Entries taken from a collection
- - -

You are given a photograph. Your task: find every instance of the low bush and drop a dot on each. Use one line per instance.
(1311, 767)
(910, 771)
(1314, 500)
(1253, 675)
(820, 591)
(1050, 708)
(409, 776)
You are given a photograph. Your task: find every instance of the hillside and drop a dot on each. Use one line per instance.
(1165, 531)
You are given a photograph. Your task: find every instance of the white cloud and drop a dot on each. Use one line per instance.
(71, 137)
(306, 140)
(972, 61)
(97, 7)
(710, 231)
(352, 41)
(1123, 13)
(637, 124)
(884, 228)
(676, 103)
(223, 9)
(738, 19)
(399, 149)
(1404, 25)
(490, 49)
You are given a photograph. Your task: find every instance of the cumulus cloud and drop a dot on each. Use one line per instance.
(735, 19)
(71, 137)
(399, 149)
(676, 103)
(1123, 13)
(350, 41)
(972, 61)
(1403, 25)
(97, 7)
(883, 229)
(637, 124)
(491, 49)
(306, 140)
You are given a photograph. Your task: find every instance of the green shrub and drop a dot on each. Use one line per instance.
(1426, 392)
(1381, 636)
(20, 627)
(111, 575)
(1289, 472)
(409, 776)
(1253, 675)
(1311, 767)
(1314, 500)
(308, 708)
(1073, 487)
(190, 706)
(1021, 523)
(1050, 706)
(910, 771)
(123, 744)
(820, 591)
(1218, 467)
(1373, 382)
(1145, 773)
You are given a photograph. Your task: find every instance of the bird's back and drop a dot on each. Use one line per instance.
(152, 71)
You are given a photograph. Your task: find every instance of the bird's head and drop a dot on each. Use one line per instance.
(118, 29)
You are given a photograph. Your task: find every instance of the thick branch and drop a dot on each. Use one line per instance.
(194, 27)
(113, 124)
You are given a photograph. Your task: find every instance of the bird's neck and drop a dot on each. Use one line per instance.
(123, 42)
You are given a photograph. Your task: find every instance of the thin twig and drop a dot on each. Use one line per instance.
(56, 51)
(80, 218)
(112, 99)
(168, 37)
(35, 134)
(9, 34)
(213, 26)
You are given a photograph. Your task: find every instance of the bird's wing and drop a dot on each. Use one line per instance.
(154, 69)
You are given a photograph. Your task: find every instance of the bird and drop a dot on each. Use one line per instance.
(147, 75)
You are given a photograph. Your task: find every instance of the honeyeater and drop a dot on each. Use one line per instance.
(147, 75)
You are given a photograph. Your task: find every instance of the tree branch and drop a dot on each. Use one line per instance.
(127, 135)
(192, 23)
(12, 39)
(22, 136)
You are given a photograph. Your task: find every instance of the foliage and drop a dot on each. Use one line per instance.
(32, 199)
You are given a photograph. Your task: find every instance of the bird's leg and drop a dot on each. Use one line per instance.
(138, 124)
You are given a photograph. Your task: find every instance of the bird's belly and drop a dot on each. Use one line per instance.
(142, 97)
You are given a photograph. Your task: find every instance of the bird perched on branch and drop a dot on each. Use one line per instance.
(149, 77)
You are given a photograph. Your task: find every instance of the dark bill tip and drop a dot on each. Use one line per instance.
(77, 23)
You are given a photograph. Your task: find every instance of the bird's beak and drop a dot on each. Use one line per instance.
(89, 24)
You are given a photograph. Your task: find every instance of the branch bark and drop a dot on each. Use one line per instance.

- - -

Description of the task
Give each entry again, spelled exactly as shown.

Output of the exercise
You are given a photograph. Your task: find every instance of the low bush and drop a dot on each. Use one line per instance.
(1311, 767)
(910, 771)
(1314, 500)
(1253, 675)
(820, 591)
(1050, 708)
(409, 776)
You are given a photograph. Your task: find every instance of the hillside and drop a dot on each. Use one line per instance.
(1165, 531)
You are given a photograph. Your task: find every instance of the white cloud and drop a dot on each. Use one line per instance.
(71, 137)
(306, 140)
(972, 61)
(97, 7)
(710, 231)
(352, 41)
(1123, 13)
(637, 124)
(884, 228)
(676, 103)
(223, 9)
(738, 19)
(399, 149)
(1404, 25)
(490, 49)
You are given a photograph. Your task: find every instance of the cumulus cloud and drop a dot on each. Use one line per instance.
(735, 19)
(71, 137)
(399, 149)
(676, 103)
(1123, 13)
(350, 41)
(972, 61)
(1403, 25)
(97, 7)
(883, 229)
(637, 124)
(491, 49)
(306, 140)
You are given a photograph. Your task: find every instance of the green shrub and drop a dot on each. Use one line per instance.
(1426, 392)
(1381, 636)
(20, 627)
(111, 575)
(1289, 472)
(409, 776)
(1253, 675)
(1311, 767)
(1314, 500)
(308, 708)
(1073, 487)
(190, 706)
(1021, 523)
(1050, 706)
(910, 771)
(123, 744)
(820, 591)
(1218, 467)
(1373, 382)
(1145, 773)
You are given a photograph. Your task: find every instance of the bird's back and drop a dot on each. Use one line per instance.
(152, 71)
You are given a photograph. Your task: find every instance of the bird's head and drop a dot on each. Use one line per instance.
(118, 29)
You are given a photograph. Your task: find every instance of the thick branch and drop a dot on each. Use one line per instance.
(194, 27)
(113, 124)
You are given a photograph. Your task: find every instance of the bird's neck and drop a dot on each. Use one line per instance.
(123, 42)
You are given a photograph. Your task: find every instance of the thin twig and drop a dot on each. Use one line per instance.
(56, 51)
(80, 218)
(112, 99)
(168, 37)
(35, 134)
(9, 34)
(213, 26)
You are given a photograph. Your task: find every instance of the bird's wing and drop a dot on each. Use one line per instance.
(154, 69)
You are given a photograph. Your task: find every instance of the bird and drop a dot on each. Use one line per instance.
(147, 75)
You are given a photograph. Your task: find every instance of the honeyeater and drop a dot on each. Use one line per instance.
(147, 75)
You are given a photograph. Your task: find every instance of the tree branch and drop a dot on each. Use one line per instance.
(127, 135)
(192, 23)
(12, 39)
(22, 136)
You are given a photograph. Your task: find every instance of the foliage and drop a dot on each. Use one line per instance.
(32, 199)
You are given a photograph. Your task: find every instance of the bird's leg and drop a dot on each. Use one line per instance.
(138, 124)
You are given a photograph. Your task: find every instance of the bird's belly and drop a dot on each. Use one line per instance.
(142, 97)
You are given a photograph. Your task: find every instance of the bird perched on branch and drop a dot on each. Use one line per instance.
(149, 77)
You are given a photograph. Your task: find every instance of the dark bill tip and drop a dot on each. Use one line per instance.
(77, 23)
You are given a photograph. Your task: find every instance of the bird's beak and drop a dot on each. Use one line per instance.
(89, 24)
You are given a photograph. Your task: find every instance of the branch bark and drop a dot on each. Use one line per instance.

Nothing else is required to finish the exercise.